**Task prompt**
Can you copy every row below word for word, leaving out the pictures?

--- START Records shown ---

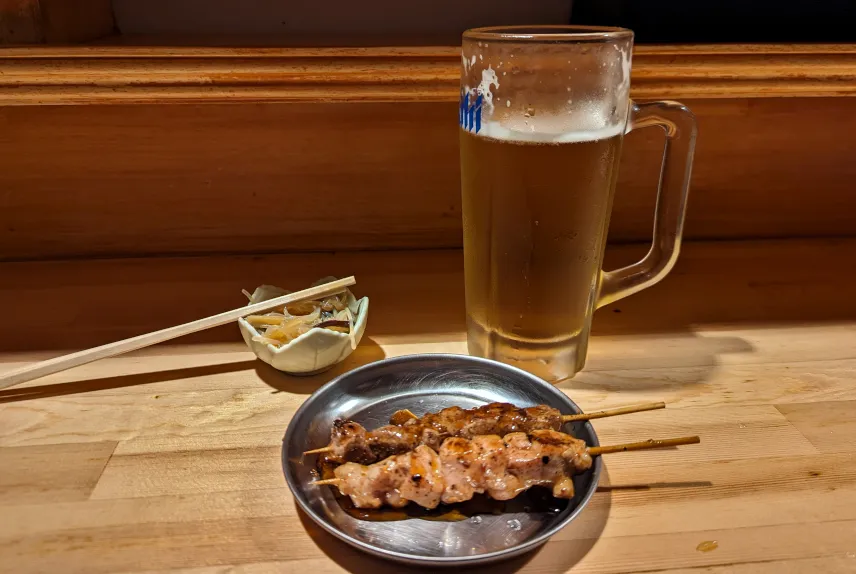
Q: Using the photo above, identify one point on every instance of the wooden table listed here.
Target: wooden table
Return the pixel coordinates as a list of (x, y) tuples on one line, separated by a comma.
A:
[(168, 460)]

--- END Records shown ---

**Response to the exercise**
Q: Using the photo above, identify one point on every instance of the wooden table listed here.
Target: wooden table
Return the pixel coordinates as a list of (x, y) tuples on one line, separated by a comma.
A:
[(168, 460)]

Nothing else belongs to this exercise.